Below are some records; find each line that carries the word "window" and copy it.
────────────────
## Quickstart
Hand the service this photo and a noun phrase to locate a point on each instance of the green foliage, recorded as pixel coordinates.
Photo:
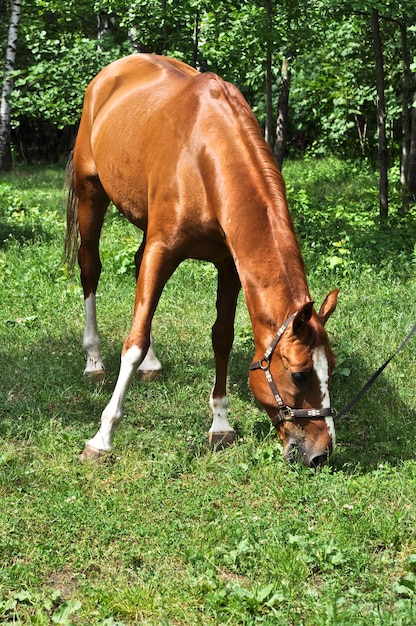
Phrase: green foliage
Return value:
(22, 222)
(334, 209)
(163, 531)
────────────────
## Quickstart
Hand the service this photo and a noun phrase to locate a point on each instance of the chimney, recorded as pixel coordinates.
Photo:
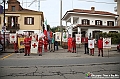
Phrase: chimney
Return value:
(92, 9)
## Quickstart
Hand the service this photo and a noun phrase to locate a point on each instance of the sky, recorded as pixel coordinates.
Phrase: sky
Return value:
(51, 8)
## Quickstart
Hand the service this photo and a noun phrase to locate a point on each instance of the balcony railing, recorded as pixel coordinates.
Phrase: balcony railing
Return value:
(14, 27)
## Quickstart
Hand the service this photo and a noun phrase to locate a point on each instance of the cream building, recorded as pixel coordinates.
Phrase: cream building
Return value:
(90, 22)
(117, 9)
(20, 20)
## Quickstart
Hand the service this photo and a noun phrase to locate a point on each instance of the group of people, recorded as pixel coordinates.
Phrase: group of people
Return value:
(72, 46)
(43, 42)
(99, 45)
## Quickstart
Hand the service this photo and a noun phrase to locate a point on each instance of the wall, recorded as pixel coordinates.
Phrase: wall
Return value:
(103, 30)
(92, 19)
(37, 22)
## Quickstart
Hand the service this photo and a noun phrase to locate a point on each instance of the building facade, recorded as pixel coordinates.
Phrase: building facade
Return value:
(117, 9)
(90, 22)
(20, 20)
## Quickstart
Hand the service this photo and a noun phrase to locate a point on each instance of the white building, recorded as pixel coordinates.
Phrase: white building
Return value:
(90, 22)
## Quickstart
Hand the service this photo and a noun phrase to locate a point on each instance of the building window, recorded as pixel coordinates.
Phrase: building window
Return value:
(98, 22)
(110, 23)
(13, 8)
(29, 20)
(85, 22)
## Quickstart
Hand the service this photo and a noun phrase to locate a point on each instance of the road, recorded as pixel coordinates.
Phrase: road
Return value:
────────────────
● WRITTEN SOLUTION:
Hand the service this photo and a noun phrase to locate a point on each instance of the building window, recorded as pixel coordinates.
Phrase: building window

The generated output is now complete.